§ PAGE EXCERPT:
--- START ---

ON MENTAL ILLNESS: Social Expectations

Jack Bragen
Friday February 08, 2019 - 12:14:00 PM

Social expectations aren't intrinsically good or bad, despite what many people might think. Social expectations are simply the things that people currently expect of others. For example: in the past, African American people in the U.S. were expected to be obedient and subservient. And in Germany under the Nazi's, it was the social norm for children to report their parents, if the parents were disloyal. These were two of the social norms in the past. 

On the other hand, many social expectations are based on behavior which is considerate of others. 

Not smoking around others who object to the fumes is a recently adopted social norm that reflects consideration of others. Another social norm is to put your arm to your face when sneezing. Yet, other social norms of today are often arbitrary or downright repressive. If you go to a ritzy bar or restaurant and you do not have good clothes, you might not get good service or might be asked to leave.

--- END ---

Rewrite the column on social expectations from "ON MENTAL ILLNESS: Social" up to and including "considerate of others.", putting "compliant" in place of "obedient".

§ SUPPLIED MATERIAL:

--- START ---

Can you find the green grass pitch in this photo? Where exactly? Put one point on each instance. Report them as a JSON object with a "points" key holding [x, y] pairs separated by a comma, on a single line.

--- END ---

§ RESPONSE BOX:
ON MENTAL ILLNESS: Social Expectations

Jack Bragen
Friday February 08, 2019 - 12:14:00 PM

Social expectations aren't intrinsically good or bad, despite what many people might think. Social expectations are simply the things that people currently expect of others. For example: in the past, African American people in the U.S. were expected to be compliant and subservient. And in Germany under the Nazi's, it was the social norm for children to report their parents, if the parents were disloyal. These were two of the social norms in the past. 

On the other hand, many social expectations are based on behavior which is considerate of others.